- [TASK DIRECTIONS]
Please output a section of the article header, beginning at the words "Timo Michael Westermann  1" and stopping after the words "Immunol. 2025 Jul.".

Exploratory Study of CD10low Polymorphonuclear Leukocytes Preceding and Correlating With Postsurgical Inflammation

Timo Michael Westermann  1 Joe Sendas  1 Alexander Sebastian Koller  1 Darko Jovanovski  2 Dominik Hüsken  1 Pascal Max Lucien Lessing  1 Birte Weber  3 Bernd Mühling  2 Andreas Liebold  2 David Alexander Christian Messerer  4   5 Markus Huber-Lang  1 Lisa Wohlgemuth  1
Affiliations

Exploratory Study of CD10low Polymorphonuclear Leukocytes Preceding and Correlating With Postsurgical Inflammation

Timo Michael Westermann et al. Scand J Immunol. 2025 Jul.

- [DATASET EXTRACT]
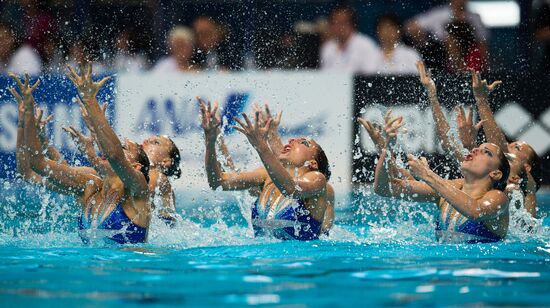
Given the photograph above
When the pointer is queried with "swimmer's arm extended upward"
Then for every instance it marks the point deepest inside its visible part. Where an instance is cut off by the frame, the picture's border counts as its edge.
(133, 179)
(490, 206)
(216, 176)
(65, 179)
(481, 92)
(311, 184)
(448, 143)
(387, 186)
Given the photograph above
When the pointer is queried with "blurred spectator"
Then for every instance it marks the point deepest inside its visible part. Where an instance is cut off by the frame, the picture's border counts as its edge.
(394, 57)
(463, 51)
(212, 46)
(541, 33)
(348, 50)
(38, 23)
(17, 59)
(126, 59)
(180, 46)
(428, 34)
(435, 21)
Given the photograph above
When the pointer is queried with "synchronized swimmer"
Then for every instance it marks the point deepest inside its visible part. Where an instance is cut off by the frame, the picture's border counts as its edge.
(118, 194)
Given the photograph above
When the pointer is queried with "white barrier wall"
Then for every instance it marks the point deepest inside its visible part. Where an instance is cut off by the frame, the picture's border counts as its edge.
(313, 104)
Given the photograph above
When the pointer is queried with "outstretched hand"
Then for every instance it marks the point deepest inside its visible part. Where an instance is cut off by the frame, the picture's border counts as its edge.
(425, 77)
(375, 133)
(24, 88)
(391, 127)
(84, 83)
(480, 87)
(256, 133)
(265, 115)
(210, 121)
(467, 130)
(41, 126)
(83, 142)
(418, 167)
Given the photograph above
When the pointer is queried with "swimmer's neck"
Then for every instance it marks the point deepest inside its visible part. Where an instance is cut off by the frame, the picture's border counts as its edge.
(296, 171)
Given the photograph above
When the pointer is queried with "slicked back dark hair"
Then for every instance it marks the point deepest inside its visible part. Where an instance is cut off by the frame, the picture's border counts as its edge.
(322, 162)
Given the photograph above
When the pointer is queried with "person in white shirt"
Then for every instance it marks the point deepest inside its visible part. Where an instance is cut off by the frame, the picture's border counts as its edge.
(180, 44)
(395, 58)
(435, 20)
(125, 59)
(347, 50)
(21, 60)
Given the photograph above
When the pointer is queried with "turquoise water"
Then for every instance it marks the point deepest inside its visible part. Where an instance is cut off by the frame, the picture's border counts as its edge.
(380, 253)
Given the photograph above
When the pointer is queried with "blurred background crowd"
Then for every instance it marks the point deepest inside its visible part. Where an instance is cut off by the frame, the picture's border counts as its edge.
(364, 37)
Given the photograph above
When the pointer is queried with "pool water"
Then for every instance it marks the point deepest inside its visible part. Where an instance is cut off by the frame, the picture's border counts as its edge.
(380, 253)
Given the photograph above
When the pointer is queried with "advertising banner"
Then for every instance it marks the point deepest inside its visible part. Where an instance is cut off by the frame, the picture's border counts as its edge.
(314, 105)
(520, 106)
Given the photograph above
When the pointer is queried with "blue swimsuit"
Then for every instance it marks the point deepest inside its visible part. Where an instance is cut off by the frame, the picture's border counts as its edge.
(291, 221)
(118, 227)
(469, 231)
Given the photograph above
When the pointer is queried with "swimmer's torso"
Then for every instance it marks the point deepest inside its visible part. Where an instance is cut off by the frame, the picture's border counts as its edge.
(451, 225)
(285, 217)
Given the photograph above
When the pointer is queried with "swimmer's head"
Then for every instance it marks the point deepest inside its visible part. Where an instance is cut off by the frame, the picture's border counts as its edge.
(137, 157)
(305, 152)
(487, 160)
(163, 153)
(520, 153)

- [RESPONSE BOX]
Timo Michael Westermann  1 Joe Sendas  1 Alexander Sebastian Koller  1 Darko Jovanovski  2 Dominik Hüsken  1 Pascal Max Lucien Lessing  1 Birte Weber  3 Bernd Mühling  2 Andreas Liebold  2 David Alexander Christian Messerer  4   5 Markus Huber-Lang  1 Lisa Wohlgemuth  1
Affiliations

Exploratory Study of CD10low Polymorphonuclear Leukocytes Preceding and Correlating With Postsurgical Inflammation

Timo Michael Westermann et al. Scand J Immunol. 2025 Jul.